Texte fourni
----------
COUR D'APPEL DE MONTPELLIER
4e chambre sociale
ARRET DU 28 Mai 2008
Numéro d'inscription au répertoire général : 08 / 00013
ARRET n° 1103
Décision déférée à la Cour : Jugement du 03 DECEMBRE 2007
CONSEIL DE PRUD'HOMMES DE MONTPELLIER
N° RGF 06 / 1009
APPELANT :
Monsieur Alex X...
...
11100 NARBONNE
Représentant : Me KIRKYACHARIAN de la SCP KIRKYACHARIAN-YEHEZKIELY (avocats au barreau de MONTPELLIER)
INTIMEES :
Me E... MANDATAIRE LIQUIDATEUR DE L'ASSOCIATION REGIONALE DE FORMATION DE L'ARTISANAT DU BATIMENT
...
...
34000 MONTPELLIER
Représentant : Me GARCIA de la SELAFA CAPSTAN-BARTHELEMY (avocats au barreau de MONTPELLIER)
AGS (CGEA TOULOUSE)
72 rue Riquet, BP 848
31015 TOULOUSE CEDEX 6
Représentant : Me PIERCHON (avocat au barreau de MONTPELLIER)
COMPOSITION DE LA COUR :
L'affaire a été débattue le 08 AVRIL 2008, en audience publique, Monsieur Pierre D'HERVE ayant fait le rapport prescrit par l'article 785 du Code de Procédure Civile, devant la Cour composée de :
Monsieur Pierre D'HERVE, Président
Madame Bernadette BERTHON, Conseiller
Madame Marie CONTE, Conseiller
Greffier, lors des débats : Madame Christine CHABBERT-LACAS
ARRET :
- contradictoire.
- prononcé publiquement le 28 MAI 2008 par Monsieur Pierre D'HERVE, Président.
- signé par Monsieur Pierre D'HERVE, Président, et par Mademoiselle Sylvie DAHURON, Greffier présent lors du prononcé.
FAITS ET PROCEDURE
Alex X... a été embauché par l'Association Régionale de formation de l'artisanat du batiment (ARFAB) du Languedoc Roussillon selon contrat à durée indéterminée, à compter du 13 décembre 2004, en qualité de directeur, moyennant une rémunération mensuelle de 2 200 €, le contrat prévoyant un forfait mensuel d'heures de travail limité à 177 heures.
Après convocation à un entretien préalable qui s'est tenu le 24 mars 2006, et placement en mise à pied conservatoire, l'employeur lui a notifié son licenciement pour faute grave par lettre recommandée avec accusé de réception du 12 avril 2006 ainsi libellée :
" Comme suite à l'entretien que nous avons eu le 24 mars 2006 et après décision prise à l'unanimité par notre Conseil d'Administration du 11 Avril 2006, nous vous notifions par la présente votre licenciement sans préavis ni indemnité pour faute grave et ceci pour les motifs exposés lors de cet entretien à savoir :
Vous avez été embauché en qualité de directeur de l'ARFAB LR.
A ce titre, vous deviez assurer la bonne marche de l'association tant d'un point de vue économique, financier et commercial que d'un point de vue administratif.
----------
Données présentées
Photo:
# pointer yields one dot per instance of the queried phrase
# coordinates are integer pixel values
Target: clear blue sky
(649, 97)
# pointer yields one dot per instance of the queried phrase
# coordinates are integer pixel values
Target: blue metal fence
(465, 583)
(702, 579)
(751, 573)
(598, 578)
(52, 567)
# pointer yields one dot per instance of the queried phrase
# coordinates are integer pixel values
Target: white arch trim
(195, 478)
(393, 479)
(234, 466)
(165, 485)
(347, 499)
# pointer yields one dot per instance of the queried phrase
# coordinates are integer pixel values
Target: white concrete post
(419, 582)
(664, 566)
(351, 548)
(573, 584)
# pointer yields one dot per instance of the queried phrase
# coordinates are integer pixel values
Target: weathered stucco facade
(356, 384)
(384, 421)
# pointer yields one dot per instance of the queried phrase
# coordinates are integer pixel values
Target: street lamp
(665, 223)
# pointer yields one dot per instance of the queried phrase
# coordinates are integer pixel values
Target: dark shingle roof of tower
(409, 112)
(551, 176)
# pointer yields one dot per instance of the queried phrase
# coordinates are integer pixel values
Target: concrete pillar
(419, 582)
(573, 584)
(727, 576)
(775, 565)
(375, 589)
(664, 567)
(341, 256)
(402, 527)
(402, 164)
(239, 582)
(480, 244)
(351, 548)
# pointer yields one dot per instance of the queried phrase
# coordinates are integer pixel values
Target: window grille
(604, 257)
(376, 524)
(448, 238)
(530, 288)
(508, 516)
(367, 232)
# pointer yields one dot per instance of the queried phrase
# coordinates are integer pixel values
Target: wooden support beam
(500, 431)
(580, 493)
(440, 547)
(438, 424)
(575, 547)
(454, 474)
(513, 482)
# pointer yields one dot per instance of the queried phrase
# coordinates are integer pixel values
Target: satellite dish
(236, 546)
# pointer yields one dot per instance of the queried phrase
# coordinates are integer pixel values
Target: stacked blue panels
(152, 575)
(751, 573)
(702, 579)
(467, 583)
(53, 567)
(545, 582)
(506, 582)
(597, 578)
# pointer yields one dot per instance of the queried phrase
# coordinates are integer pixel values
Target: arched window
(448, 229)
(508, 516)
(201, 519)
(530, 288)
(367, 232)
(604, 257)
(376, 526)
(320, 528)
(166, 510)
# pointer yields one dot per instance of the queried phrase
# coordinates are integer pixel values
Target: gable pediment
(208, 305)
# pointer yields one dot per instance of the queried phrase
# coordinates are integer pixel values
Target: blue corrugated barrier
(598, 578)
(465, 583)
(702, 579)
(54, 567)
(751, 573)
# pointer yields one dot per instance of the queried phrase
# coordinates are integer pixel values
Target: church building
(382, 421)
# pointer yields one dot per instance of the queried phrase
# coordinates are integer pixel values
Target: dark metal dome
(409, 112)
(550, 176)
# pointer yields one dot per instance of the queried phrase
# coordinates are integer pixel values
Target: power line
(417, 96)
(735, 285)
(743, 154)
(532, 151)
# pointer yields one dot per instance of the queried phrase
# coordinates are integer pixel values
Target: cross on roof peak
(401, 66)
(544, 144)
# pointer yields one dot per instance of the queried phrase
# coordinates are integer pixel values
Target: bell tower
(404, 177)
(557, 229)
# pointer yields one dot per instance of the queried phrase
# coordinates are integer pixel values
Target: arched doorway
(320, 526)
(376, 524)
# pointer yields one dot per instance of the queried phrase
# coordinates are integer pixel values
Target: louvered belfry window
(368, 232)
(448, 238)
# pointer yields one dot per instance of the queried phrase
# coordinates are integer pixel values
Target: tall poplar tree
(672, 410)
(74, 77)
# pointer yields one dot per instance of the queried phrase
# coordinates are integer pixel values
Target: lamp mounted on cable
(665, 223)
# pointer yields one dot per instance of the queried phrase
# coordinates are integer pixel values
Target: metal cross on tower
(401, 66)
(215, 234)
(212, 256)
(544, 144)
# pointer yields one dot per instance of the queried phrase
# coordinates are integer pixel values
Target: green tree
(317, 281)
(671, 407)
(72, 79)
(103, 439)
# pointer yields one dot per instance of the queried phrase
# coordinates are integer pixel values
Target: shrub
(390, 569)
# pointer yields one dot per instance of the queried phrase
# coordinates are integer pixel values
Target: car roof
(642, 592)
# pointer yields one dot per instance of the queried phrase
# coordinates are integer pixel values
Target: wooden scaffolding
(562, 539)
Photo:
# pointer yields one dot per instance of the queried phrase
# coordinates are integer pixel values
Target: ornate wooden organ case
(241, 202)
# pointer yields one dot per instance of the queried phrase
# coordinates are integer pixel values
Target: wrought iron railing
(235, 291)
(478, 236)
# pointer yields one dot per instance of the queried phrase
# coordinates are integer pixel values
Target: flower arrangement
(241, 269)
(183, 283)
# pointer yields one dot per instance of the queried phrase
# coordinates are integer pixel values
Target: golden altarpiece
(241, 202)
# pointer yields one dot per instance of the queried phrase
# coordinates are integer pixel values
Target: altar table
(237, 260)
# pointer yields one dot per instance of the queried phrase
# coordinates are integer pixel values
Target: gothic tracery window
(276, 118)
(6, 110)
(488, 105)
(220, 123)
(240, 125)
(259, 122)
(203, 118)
----------
Travail demandé
Recopiez à l'identique, s'il vous plaît, le passage de l'arrêt de la cour d'appel qui va de « COMPOSITION DE LA » à « lors du prononcé. ».

Réponse apportée
COMPOSITION DE LA COUR :
L'affaire a été débattue le 08 AVRIL 2008, en audience publique, Monsieur Pierre D'HERVE ayant fait le rapport prescrit par l'article 785 du Code de Procédure Civile, devant la Cour composée de :
Monsieur Pierre D'HERVE, Président
Madame Bernadette BERTHON, Conseiller
Madame Marie CONTE, Conseiller
Greffier, lors des débats : Madame Christine CHABBERT-LACAS
ARRET :
- contradictoire.
- prononcé publiquement le 28 MAI 2008 par Monsieur Pierre D'HERVE, Président.
- signé par Monsieur Pierre D'HERVE, Président, et par Mademoiselle Sylvie DAHURON, Greffier présent lors du prononcé.